Image point annotation records
▬▬▬
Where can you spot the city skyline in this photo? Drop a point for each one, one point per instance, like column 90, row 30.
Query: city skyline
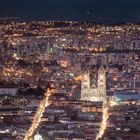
column 80, row 10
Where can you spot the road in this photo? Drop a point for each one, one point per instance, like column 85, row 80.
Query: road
column 38, row 116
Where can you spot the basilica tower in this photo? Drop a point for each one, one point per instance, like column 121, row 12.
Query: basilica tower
column 102, row 82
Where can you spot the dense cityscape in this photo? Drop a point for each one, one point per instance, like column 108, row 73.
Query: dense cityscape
column 64, row 80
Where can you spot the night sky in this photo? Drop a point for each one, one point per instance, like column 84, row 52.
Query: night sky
column 93, row 10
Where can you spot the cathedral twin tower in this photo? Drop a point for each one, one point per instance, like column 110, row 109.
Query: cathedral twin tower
column 93, row 86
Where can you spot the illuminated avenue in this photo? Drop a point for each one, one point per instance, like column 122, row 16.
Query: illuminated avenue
column 69, row 80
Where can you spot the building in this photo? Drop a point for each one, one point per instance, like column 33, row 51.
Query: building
column 93, row 86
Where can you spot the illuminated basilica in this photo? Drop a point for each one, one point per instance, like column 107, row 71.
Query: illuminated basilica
column 93, row 85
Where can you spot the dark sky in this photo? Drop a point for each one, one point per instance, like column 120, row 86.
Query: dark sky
column 93, row 10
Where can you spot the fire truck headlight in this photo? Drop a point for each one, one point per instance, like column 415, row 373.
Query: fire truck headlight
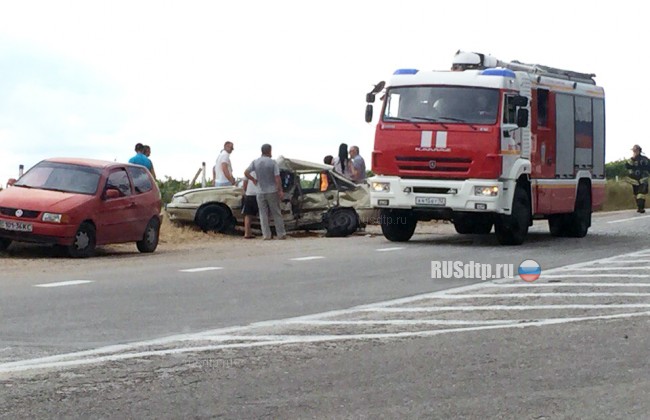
column 490, row 191
column 380, row 187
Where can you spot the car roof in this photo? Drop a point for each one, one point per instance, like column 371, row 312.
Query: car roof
column 95, row 163
column 298, row 165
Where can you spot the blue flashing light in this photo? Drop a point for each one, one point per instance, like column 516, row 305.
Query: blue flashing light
column 498, row 72
column 406, row 71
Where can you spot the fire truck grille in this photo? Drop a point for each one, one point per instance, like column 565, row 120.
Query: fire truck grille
column 438, row 164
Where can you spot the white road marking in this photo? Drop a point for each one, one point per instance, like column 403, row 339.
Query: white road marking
column 119, row 352
column 620, row 275
column 65, row 361
column 628, row 219
column 559, row 294
column 396, row 248
column 644, row 268
column 316, row 257
column 197, row 270
column 532, row 285
column 403, row 322
column 506, row 307
column 64, row 283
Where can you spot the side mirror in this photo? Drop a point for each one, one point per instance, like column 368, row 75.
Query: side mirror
column 368, row 113
column 522, row 117
column 111, row 193
column 378, row 87
column 520, row 101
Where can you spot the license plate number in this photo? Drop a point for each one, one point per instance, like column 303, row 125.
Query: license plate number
column 15, row 226
column 430, row 201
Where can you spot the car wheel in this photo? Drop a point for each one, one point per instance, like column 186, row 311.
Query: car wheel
column 84, row 242
column 4, row 243
column 149, row 241
column 512, row 229
column 342, row 222
column 397, row 225
column 214, row 217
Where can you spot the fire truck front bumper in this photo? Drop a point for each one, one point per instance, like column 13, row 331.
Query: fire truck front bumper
column 472, row 195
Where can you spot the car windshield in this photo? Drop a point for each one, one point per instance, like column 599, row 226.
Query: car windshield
column 62, row 177
column 443, row 104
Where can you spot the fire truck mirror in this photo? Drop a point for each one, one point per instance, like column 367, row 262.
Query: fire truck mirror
column 522, row 117
column 378, row 87
column 520, row 100
column 368, row 113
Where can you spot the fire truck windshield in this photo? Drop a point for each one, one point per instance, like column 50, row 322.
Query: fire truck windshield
column 448, row 104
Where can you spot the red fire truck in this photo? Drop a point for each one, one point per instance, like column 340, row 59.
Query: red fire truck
column 488, row 144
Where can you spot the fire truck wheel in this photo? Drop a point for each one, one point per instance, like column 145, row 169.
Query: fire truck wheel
column 512, row 229
column 397, row 225
column 580, row 219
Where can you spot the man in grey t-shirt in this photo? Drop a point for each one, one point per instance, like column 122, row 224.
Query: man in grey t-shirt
column 269, row 192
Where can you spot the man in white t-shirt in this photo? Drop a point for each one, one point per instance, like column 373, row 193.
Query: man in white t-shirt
column 222, row 171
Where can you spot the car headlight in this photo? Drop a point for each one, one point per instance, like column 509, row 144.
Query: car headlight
column 490, row 191
column 380, row 187
column 53, row 218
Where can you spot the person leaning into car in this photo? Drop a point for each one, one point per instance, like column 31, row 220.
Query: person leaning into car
column 222, row 171
column 270, row 192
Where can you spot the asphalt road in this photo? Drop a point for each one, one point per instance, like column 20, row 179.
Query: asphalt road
column 327, row 328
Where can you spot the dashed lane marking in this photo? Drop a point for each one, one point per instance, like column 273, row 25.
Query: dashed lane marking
column 628, row 219
column 200, row 269
column 64, row 283
column 315, row 257
column 396, row 248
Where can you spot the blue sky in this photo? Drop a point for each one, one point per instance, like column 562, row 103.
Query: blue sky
column 91, row 78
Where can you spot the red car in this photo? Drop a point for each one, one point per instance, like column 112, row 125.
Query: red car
column 81, row 203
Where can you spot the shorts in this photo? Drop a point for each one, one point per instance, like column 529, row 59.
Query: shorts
column 250, row 207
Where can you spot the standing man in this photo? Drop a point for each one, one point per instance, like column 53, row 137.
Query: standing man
column 638, row 167
column 357, row 165
column 222, row 172
column 140, row 158
column 146, row 150
column 270, row 192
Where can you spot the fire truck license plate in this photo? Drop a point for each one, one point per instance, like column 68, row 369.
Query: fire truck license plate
column 16, row 226
column 430, row 201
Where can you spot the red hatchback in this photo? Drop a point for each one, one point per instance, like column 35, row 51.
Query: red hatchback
column 81, row 203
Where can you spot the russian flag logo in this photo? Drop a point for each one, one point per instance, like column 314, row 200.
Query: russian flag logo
column 529, row 270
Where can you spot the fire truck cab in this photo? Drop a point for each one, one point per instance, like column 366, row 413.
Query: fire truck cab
column 488, row 144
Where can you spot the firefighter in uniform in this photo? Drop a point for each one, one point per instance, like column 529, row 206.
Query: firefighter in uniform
column 638, row 167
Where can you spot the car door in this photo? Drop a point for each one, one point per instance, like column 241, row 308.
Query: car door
column 117, row 215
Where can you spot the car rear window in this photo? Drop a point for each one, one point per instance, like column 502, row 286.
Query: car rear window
column 141, row 179
column 62, row 177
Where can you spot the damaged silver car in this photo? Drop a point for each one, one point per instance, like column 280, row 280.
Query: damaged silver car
column 315, row 197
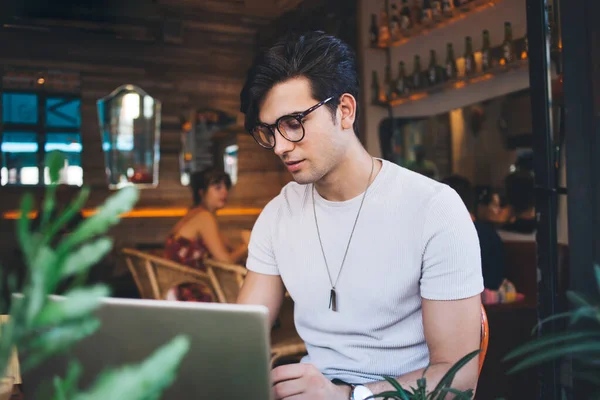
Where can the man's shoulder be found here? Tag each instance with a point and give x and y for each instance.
(290, 197)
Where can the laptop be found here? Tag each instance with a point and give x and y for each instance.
(229, 356)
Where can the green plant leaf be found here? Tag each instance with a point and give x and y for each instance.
(597, 275)
(396, 385)
(447, 379)
(41, 269)
(460, 395)
(145, 381)
(107, 216)
(387, 395)
(78, 303)
(55, 161)
(584, 312)
(548, 341)
(56, 340)
(577, 300)
(66, 389)
(569, 349)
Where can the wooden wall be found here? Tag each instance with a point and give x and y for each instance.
(205, 68)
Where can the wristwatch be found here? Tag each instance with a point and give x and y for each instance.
(360, 392)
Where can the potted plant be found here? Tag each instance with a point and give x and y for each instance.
(581, 344)
(422, 392)
(64, 323)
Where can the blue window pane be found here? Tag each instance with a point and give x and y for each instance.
(69, 144)
(19, 108)
(63, 113)
(19, 159)
(64, 142)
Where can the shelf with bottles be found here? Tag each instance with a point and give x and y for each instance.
(419, 17)
(456, 73)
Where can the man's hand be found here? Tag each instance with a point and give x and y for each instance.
(305, 382)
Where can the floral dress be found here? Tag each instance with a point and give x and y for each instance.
(190, 253)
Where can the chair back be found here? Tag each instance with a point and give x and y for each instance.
(154, 276)
(230, 278)
(485, 337)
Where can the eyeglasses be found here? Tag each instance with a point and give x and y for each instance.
(291, 128)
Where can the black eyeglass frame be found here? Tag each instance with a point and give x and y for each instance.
(298, 117)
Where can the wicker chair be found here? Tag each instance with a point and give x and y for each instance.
(154, 276)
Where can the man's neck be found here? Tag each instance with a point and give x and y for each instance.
(349, 178)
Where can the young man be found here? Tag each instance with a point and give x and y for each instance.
(383, 264)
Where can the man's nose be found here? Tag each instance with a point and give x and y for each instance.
(282, 145)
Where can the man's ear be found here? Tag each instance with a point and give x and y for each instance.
(348, 110)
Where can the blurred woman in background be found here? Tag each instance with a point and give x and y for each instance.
(197, 234)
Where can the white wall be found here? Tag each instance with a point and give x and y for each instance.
(492, 19)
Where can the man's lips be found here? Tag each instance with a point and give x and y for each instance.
(293, 166)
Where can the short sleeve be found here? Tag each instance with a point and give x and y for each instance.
(261, 255)
(451, 265)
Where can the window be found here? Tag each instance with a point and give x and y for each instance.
(35, 123)
(230, 162)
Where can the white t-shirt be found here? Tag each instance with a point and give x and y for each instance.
(414, 238)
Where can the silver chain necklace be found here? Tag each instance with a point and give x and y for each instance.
(332, 294)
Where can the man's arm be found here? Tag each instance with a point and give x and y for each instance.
(452, 330)
(262, 289)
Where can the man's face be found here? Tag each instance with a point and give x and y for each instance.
(324, 141)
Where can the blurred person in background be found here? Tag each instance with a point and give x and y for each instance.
(492, 247)
(197, 235)
(520, 195)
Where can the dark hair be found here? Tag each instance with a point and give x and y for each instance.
(326, 61)
(519, 190)
(484, 195)
(463, 187)
(201, 180)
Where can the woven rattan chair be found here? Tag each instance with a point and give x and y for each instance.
(155, 276)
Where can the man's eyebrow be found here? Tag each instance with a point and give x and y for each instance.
(284, 115)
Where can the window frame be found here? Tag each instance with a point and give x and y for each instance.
(40, 128)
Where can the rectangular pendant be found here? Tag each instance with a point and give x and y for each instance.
(332, 300)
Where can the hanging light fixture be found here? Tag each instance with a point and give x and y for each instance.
(130, 127)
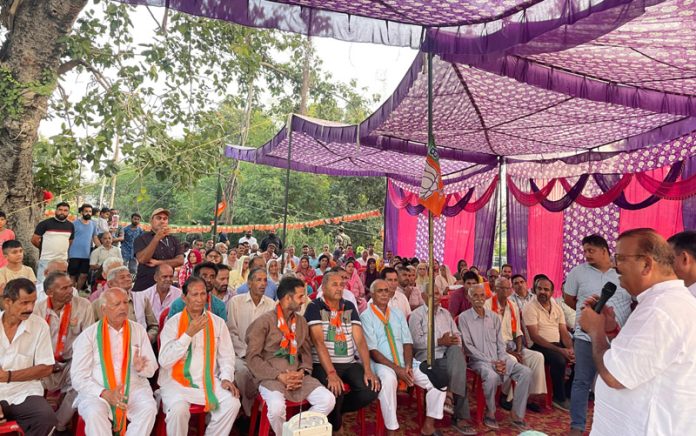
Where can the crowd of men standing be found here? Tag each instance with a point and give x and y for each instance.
(241, 325)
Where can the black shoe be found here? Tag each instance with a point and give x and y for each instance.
(505, 404)
(533, 407)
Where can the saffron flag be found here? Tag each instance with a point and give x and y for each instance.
(432, 194)
(222, 205)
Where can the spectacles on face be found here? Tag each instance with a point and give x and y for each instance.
(623, 257)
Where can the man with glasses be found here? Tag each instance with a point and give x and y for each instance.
(582, 282)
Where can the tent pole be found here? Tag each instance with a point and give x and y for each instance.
(287, 190)
(218, 199)
(431, 303)
(500, 213)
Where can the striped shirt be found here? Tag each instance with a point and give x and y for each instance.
(318, 313)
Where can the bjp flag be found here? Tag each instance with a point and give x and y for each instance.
(432, 194)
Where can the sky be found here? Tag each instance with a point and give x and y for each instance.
(376, 67)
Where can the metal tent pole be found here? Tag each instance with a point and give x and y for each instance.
(431, 278)
(287, 190)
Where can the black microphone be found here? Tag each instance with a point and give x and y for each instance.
(607, 292)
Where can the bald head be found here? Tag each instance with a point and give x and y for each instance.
(56, 266)
(643, 259)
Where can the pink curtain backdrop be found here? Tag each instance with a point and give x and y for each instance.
(545, 246)
(406, 244)
(460, 232)
(665, 216)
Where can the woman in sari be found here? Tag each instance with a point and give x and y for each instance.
(194, 258)
(369, 275)
(308, 273)
(355, 285)
(273, 271)
(324, 266)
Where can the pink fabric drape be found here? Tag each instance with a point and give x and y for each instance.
(665, 216)
(460, 236)
(406, 243)
(545, 246)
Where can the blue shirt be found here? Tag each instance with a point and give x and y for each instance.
(585, 280)
(219, 308)
(270, 291)
(376, 337)
(130, 234)
(82, 242)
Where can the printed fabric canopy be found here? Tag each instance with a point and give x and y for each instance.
(479, 118)
(455, 26)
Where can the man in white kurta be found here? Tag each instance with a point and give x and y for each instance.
(509, 315)
(94, 400)
(242, 310)
(176, 397)
(646, 379)
(78, 314)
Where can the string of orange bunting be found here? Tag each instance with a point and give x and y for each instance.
(262, 227)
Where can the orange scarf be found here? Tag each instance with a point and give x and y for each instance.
(62, 330)
(496, 309)
(288, 345)
(108, 373)
(181, 372)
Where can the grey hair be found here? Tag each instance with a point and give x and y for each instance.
(373, 286)
(114, 272)
(50, 280)
(500, 280)
(110, 262)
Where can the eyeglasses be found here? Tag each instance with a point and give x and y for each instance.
(623, 257)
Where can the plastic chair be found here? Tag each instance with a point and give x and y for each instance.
(11, 427)
(264, 424)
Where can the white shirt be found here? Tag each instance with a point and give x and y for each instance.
(653, 357)
(241, 312)
(41, 294)
(158, 305)
(400, 301)
(30, 346)
(172, 350)
(346, 295)
(251, 240)
(86, 370)
(692, 289)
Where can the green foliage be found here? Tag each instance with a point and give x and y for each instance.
(12, 91)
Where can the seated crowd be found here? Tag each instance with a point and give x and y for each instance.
(225, 326)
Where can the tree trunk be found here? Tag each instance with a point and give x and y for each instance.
(31, 52)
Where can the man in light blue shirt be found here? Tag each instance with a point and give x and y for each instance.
(582, 282)
(78, 254)
(391, 351)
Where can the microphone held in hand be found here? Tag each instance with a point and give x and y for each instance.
(607, 292)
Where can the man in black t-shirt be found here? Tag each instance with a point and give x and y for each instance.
(53, 237)
(154, 248)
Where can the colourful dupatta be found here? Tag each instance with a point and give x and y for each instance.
(62, 330)
(108, 373)
(181, 372)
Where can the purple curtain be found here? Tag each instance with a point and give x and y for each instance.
(485, 233)
(517, 222)
(391, 223)
(689, 204)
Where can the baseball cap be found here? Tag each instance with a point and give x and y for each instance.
(158, 211)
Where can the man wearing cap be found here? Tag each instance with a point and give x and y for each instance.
(154, 248)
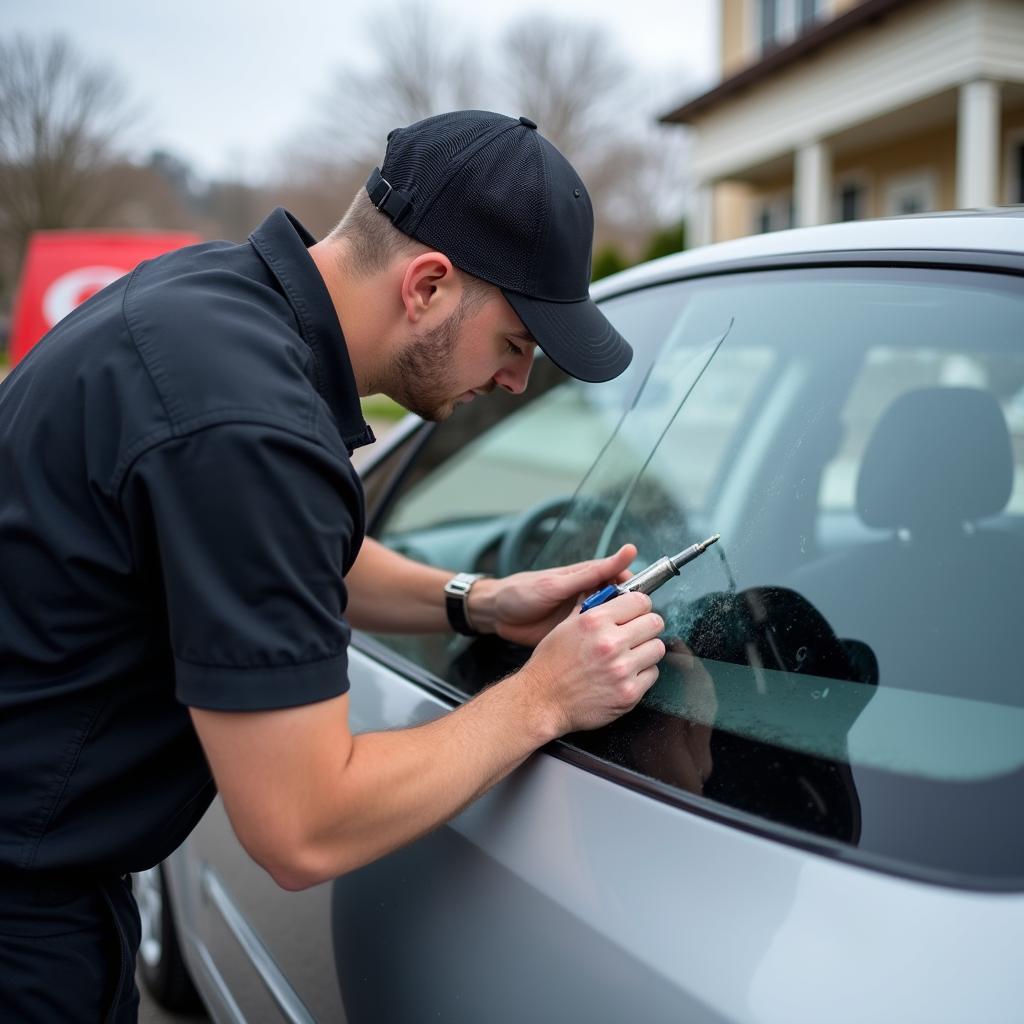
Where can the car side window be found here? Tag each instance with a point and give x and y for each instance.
(849, 648)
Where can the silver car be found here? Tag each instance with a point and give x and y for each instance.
(815, 814)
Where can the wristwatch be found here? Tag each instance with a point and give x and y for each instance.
(457, 601)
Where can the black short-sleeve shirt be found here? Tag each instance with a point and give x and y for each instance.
(177, 514)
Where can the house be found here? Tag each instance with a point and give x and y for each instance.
(839, 110)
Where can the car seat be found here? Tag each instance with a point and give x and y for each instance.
(939, 599)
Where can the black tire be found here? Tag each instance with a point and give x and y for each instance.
(160, 963)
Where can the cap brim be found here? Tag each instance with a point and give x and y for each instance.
(577, 336)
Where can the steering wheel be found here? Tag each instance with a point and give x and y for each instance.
(532, 529)
(528, 534)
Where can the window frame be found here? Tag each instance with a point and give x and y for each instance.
(1005, 263)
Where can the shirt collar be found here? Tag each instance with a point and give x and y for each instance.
(282, 242)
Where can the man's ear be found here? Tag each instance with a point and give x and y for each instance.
(429, 286)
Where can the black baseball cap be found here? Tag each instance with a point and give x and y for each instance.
(504, 205)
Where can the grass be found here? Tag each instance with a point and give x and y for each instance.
(379, 407)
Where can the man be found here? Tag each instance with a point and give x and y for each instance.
(181, 536)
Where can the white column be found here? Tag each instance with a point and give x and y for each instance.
(978, 144)
(812, 184)
(700, 229)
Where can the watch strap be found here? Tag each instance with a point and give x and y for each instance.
(457, 602)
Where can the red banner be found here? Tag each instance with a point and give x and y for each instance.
(64, 268)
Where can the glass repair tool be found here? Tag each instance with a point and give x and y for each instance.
(648, 580)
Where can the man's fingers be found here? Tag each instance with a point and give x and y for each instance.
(649, 652)
(627, 607)
(599, 569)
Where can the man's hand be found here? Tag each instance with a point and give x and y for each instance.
(526, 606)
(592, 669)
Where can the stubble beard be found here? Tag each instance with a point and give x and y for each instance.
(422, 372)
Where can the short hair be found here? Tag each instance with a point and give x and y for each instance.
(375, 242)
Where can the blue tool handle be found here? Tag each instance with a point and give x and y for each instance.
(599, 598)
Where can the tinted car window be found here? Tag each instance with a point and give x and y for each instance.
(856, 436)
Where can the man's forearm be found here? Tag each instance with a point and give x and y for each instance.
(389, 593)
(399, 785)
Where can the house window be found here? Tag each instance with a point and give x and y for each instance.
(807, 13)
(851, 202)
(910, 194)
(768, 10)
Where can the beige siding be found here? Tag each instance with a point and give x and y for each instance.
(734, 33)
(920, 51)
(1011, 135)
(732, 219)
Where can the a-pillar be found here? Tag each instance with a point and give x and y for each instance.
(700, 229)
(978, 144)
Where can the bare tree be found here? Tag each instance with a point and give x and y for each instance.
(419, 68)
(568, 76)
(59, 120)
(572, 80)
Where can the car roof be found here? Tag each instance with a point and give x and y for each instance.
(984, 230)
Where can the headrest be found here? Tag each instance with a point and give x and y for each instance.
(939, 457)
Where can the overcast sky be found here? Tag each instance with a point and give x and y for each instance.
(225, 83)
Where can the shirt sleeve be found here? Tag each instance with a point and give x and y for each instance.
(252, 528)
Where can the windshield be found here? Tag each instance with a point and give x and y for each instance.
(856, 436)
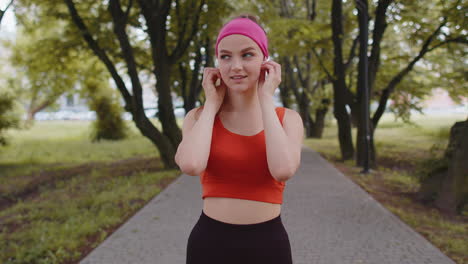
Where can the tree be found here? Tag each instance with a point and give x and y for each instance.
(46, 64)
(9, 118)
(2, 12)
(165, 49)
(446, 184)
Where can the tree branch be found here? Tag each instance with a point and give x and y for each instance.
(127, 12)
(118, 17)
(322, 65)
(100, 53)
(377, 35)
(400, 75)
(2, 12)
(352, 52)
(183, 44)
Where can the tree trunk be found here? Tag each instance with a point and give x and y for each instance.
(339, 85)
(165, 107)
(447, 184)
(453, 193)
(319, 124)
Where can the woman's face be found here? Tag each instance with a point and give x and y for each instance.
(239, 55)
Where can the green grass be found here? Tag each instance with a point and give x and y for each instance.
(404, 147)
(74, 214)
(44, 143)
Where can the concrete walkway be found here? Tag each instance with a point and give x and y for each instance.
(329, 219)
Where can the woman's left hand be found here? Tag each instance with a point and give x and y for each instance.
(267, 85)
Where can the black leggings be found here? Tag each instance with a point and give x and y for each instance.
(212, 241)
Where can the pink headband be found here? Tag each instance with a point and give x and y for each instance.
(246, 27)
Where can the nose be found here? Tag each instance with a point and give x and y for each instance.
(236, 64)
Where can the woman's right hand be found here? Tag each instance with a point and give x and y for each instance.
(214, 94)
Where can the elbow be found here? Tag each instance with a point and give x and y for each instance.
(284, 173)
(189, 167)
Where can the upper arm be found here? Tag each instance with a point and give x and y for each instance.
(294, 129)
(190, 119)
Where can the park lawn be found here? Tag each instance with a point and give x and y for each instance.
(401, 148)
(81, 193)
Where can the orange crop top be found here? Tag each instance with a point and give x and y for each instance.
(237, 166)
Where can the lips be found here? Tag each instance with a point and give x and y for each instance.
(238, 77)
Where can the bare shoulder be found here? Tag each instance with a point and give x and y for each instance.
(195, 113)
(293, 124)
(292, 117)
(190, 119)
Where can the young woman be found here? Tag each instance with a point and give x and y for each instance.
(244, 149)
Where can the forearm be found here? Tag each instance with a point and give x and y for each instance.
(280, 160)
(194, 150)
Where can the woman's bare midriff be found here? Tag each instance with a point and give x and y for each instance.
(239, 211)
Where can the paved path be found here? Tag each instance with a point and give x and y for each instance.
(329, 219)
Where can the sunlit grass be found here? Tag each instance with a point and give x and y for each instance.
▬▬▬
Substitute "Place a point" for "Drop a point" in the records. Reproduce everything else unchanged, beginning at the first line of the records and stopping after the line that contains "column 64, row 80", and leave the pictures out.

Where can you spot the city skyline in this photo? Place a point for each one, one point per instance, like column 90, row 30.
Query: city skyline
column 80, row 10
Where can you spot the road in this photo? Place a point for each one, one point per instance, like column 85, row 80.
Query: road
column 38, row 116
Where can you spot the basilica tower in this photo? Place a point for each one, one point per instance, like column 121, row 12.
Query: basilica tower
column 102, row 82
Where can you spot the dense cityscape in this photo? Place a point for each one, one point per instance, like column 108, row 73.
Query: dense cityscape
column 64, row 80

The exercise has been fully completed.